* Text passage *
▼

In August 2006 we were able to complete the acquisition of the 50 per cent
interest in Braemar Container Shipping and Chartering Limited which the Group
did not already own for £1.3m, thereby consolidating our interest in the
important chartering and sale and purchase broking for container vessels.
Our non-broking businesses - Cory Brothers and Wavespec - also achieved good
results and contributed 20 per cent of our underlying operating profits. This
is a useful start towards our objective of broadening the range of shipping
services we can provide outside of the pure shipbroking field.
A further step in this direction was achieved with the establishment of an
environmental services business through the acquisition of DV Howells in March
2006 and Hi-bar in September for a maximum combined consideration of £1.0m.
Services provided include pollution incident response, training and consultancy
mainly for the oil majors and other transportation companies. We also increased
our presence in the UK agency market, particularly in Liverpool, through the
purchase of Gorman Cory which will take place over two years.

▲

* Data *

▼

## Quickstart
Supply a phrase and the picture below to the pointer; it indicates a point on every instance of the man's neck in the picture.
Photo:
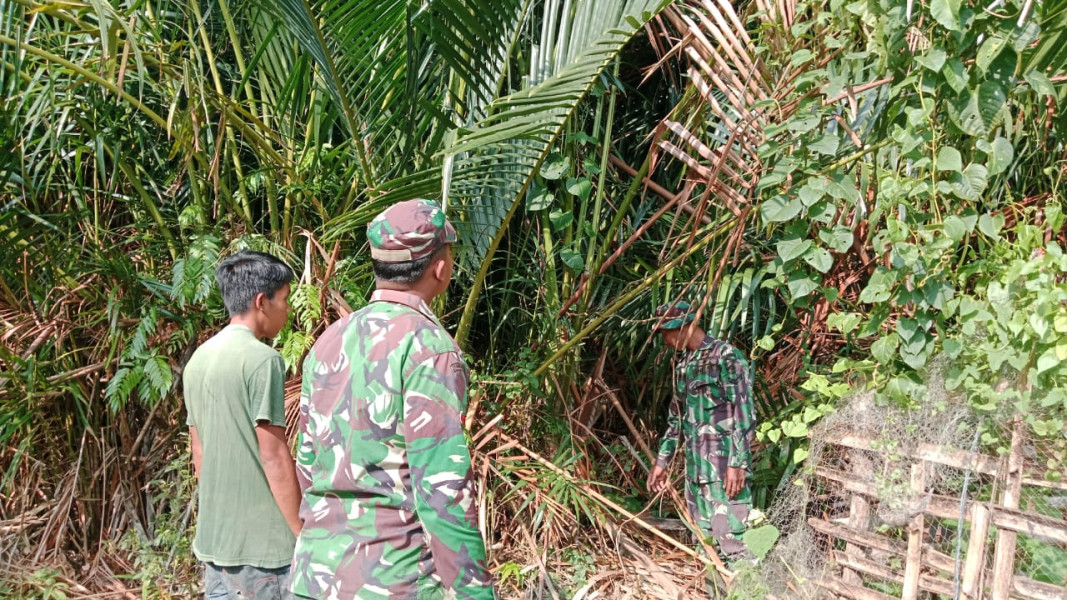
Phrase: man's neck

▲

* To be done *
a. Reproduce the passage about the shipping group's acquisitions, starting with "In August 2006" and going on through "consideration of £1.0m.".
b. Carry on the shipping group's business report from where it stops.

* Set of answers *
a.
In August 2006 we were able to complete the acquisition of the 50 per cent
interest in Braemar Container Shipping and Chartering Limited which the Group
did not already own for £1.3m, thereby consolidating our interest in the
important chartering and sale and purchase broking for container vessels.
Our non-broking businesses - Cory Brothers and Wavespec - also achieved good
results and contributed 20 per cent of our underlying operating profits. This
is a useful start towards our objective of broadening the range of shipping
services we can provide outside of the pure shipbroking field.
A further step in this direction was achieved with the establishment of an
environmental services business through the acquisition of DV Howells in March
2006 and Hi-bar in September for a maximum combined consideration of £1.0m.

b.
Pre-tax profits in the first half were £4.1m compared to £5.3m in the first half
of last year and earnings per share were 12.03 pence per share compared to 18.29
pence per share in 2005/6. The difference was mainly attributable to an
impairment charge of £0.95m against goodwill on the acquisition of our
Australian dry cargo business due to a lower trading performance and a
restructuring of its business operations. Excluding this impairment charge,
pre-tax profits were £5.0m (2005/6: £5.3m) and earnings per share were 16.88
pence per share (2005/6:18.29 pence per share).
The outlook for the remainder of the year is positive. The diversity of our
shipbroking activities tends to moderate the influence of any one aspect of
shipping on our earnings. Overall, conditions are expected to remain favourable
and, taking into account the level of business already concluded this year, we
expect second half earnings to show an improvement over the first half.
In light of the positive outlook the Directors have declared an interim dividend
of 6.75 pence per share. The interim dividend will be paid on 13 December 2006
to shareholders on the register at the close of business on 17 November 2006,
with an ex-dividend date of 15 November 2006.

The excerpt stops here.